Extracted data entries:
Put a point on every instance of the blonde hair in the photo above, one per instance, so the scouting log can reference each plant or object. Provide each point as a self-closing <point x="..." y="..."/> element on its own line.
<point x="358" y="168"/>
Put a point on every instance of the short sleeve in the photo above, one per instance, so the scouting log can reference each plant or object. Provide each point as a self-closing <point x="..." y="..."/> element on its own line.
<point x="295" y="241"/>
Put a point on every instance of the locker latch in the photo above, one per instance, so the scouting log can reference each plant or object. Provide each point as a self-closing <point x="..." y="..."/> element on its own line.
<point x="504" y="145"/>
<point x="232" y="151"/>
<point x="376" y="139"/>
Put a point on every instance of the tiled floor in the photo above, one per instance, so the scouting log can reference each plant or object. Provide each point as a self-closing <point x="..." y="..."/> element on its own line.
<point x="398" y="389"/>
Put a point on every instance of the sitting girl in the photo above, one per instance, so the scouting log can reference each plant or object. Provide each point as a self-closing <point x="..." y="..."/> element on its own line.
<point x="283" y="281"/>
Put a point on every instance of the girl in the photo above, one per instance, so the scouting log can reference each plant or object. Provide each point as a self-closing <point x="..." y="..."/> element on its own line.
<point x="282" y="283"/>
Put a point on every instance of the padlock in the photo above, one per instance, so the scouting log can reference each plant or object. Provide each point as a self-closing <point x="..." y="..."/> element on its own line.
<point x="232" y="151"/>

Problem:
Retype every one of the rows above without changing a single character, keeping each on its own line in the same order.

Task response:
Put a point on every instance of the blonde hair in the photo above, one per instance, so the scouting log can reference each plant or object. Provide each point as a self-closing <point x="..." y="..."/> element on its own line.
<point x="358" y="168"/>
Put a point on every instance of the short sleeve in the photo above, one per instance, so the scouting log can reference each plant or object. Provide each point as a self-closing <point x="..." y="..."/> element on its own line.
<point x="295" y="241"/>
Put a point on every instance of the locker latch in the photo above, one per instance, so the scouting log can reference each plant or object. Provide each point as a self-closing <point x="..." y="..."/> element on its own line.
<point x="504" y="145"/>
<point x="232" y="151"/>
<point x="376" y="139"/>
Put a point on every instance of the tiled floor in the photo above, one per instance, so the scouting log can reference each plant or object. Provide each point as a self-closing <point x="..." y="..."/> element on its own line.
<point x="398" y="389"/>
Put a point on every instance of the sitting girl in the photo above, one per instance, so the scouting log can reference each plant or object. Provide each point as a self-closing <point x="..." y="..."/> element on its own line.
<point x="283" y="281"/>
Put a point on every instance of the girl in the photo above, one per instance, so the scouting log can reference each plant or object. Provide each point as a self-closing <point x="..." y="..."/> element on its own line.
<point x="282" y="283"/>
Put a point on every instance of the padlock in the photo above, one per instance, so the scouting log can reference each plant or object. Provide each point as a self-closing <point x="..." y="..."/> element on its own line.
<point x="232" y="151"/>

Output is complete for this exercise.